Records drawn from a dataset
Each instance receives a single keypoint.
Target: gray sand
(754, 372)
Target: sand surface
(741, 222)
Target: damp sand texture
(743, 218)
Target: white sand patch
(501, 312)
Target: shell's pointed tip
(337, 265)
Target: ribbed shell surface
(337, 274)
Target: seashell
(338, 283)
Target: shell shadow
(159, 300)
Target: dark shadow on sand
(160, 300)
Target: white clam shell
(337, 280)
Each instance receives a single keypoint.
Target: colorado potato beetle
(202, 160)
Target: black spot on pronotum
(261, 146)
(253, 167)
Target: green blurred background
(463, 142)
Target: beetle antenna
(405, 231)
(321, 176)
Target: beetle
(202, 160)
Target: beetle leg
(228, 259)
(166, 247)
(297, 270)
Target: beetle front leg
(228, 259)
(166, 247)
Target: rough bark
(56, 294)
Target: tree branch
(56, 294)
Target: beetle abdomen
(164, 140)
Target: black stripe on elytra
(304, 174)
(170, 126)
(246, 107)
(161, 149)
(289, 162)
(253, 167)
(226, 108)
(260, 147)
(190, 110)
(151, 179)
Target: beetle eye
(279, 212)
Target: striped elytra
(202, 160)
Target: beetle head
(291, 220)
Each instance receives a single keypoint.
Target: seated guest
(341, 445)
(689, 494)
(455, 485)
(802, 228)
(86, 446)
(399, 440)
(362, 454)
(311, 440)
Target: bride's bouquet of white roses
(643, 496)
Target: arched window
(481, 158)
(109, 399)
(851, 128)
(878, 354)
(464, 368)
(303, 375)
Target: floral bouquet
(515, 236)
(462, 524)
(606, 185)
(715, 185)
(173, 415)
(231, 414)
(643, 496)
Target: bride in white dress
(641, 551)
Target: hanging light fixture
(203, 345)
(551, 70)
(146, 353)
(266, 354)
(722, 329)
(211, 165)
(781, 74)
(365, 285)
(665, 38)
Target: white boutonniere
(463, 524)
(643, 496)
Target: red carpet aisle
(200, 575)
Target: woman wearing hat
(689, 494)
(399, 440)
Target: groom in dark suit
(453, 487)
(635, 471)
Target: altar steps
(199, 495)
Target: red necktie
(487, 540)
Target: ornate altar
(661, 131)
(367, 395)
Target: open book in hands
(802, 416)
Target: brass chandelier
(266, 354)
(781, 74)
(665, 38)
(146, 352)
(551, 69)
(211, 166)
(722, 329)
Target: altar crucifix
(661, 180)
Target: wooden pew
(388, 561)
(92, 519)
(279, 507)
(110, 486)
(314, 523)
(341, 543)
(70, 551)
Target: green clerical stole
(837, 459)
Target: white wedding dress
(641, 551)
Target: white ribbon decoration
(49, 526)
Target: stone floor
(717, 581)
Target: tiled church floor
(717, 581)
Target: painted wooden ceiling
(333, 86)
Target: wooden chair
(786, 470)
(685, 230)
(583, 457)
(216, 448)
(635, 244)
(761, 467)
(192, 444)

● BRIEF
All the entries above are to be transcribed without any alteration.

● RESULT FOR THIS EXERCISE
Each instance receives a single keypoint.
Target: gray sand
(754, 372)
Target: sand surface
(741, 222)
Target: damp sand texture
(743, 218)
Target: white sand patch
(501, 312)
Target: shell's pointed tip
(337, 265)
Target: ribbed shell surface
(337, 274)
Target: seashell
(338, 283)
Target: shell shadow
(159, 300)
Target: dark shadow on sand
(160, 300)
Target: white clam shell
(337, 280)
Each instance receives a single keypoint.
Target: colorado potato beetle
(202, 160)
Target: black spot on pronotum
(261, 146)
(253, 167)
Target: green blurred background
(463, 142)
Target: beetle antenna
(405, 231)
(321, 176)
Target: beetle
(202, 160)
Target: beetle leg
(228, 259)
(166, 247)
(297, 270)
Target: beetle front leg
(228, 259)
(166, 247)
Target: rough bark
(56, 294)
Target: tree branch
(56, 294)
Target: beetle abdomen
(164, 140)
Target: black stripe on elytra
(304, 174)
(170, 126)
(246, 107)
(161, 149)
(289, 162)
(253, 167)
(226, 108)
(260, 147)
(190, 110)
(151, 179)
Target: beetle eye
(279, 212)
Target: striped elytra
(202, 160)
Target: beetle head
(291, 220)
Each instance receives a single keypoint.
Target: seated guest
(341, 445)
(689, 494)
(455, 485)
(802, 228)
(86, 446)
(399, 440)
(362, 454)
(311, 440)
Target: bride's bouquet of white roses
(643, 496)
Target: arched window
(481, 158)
(109, 399)
(851, 128)
(878, 354)
(464, 368)
(303, 375)
Target: floral bouquet
(515, 236)
(462, 524)
(606, 185)
(715, 185)
(173, 415)
(231, 414)
(643, 496)
Target: bride in white dress
(641, 551)
Target: hanging light fixture
(203, 345)
(551, 70)
(146, 353)
(266, 354)
(722, 329)
(211, 165)
(781, 74)
(365, 285)
(665, 38)
Target: white boutonniere
(463, 524)
(643, 496)
Target: red carpet aisle
(200, 575)
Target: woman wearing hat
(689, 494)
(399, 440)
Target: groom in dark suit
(453, 487)
(635, 471)
Target: altar steps
(199, 495)
Target: red necktie
(487, 540)
Target: ornate altar
(661, 131)
(367, 395)
Target: open book in hands
(802, 416)
Target: brass chandelier
(266, 354)
(781, 74)
(665, 38)
(146, 352)
(551, 69)
(211, 166)
(722, 329)
Target: altar crucifix
(661, 180)
Target: wooden pew
(388, 561)
(92, 519)
(279, 507)
(110, 486)
(314, 523)
(341, 543)
(70, 551)
Target: green clerical stole
(837, 459)
Target: white wedding dress
(641, 551)
Target: white ribbon decoration
(49, 526)
Target: stone floor
(717, 581)
Target: tiled church floor
(717, 581)
Target: painted wooden ceiling
(333, 86)
Target: wooden chair
(786, 470)
(685, 230)
(583, 457)
(216, 448)
(635, 244)
(761, 467)
(192, 444)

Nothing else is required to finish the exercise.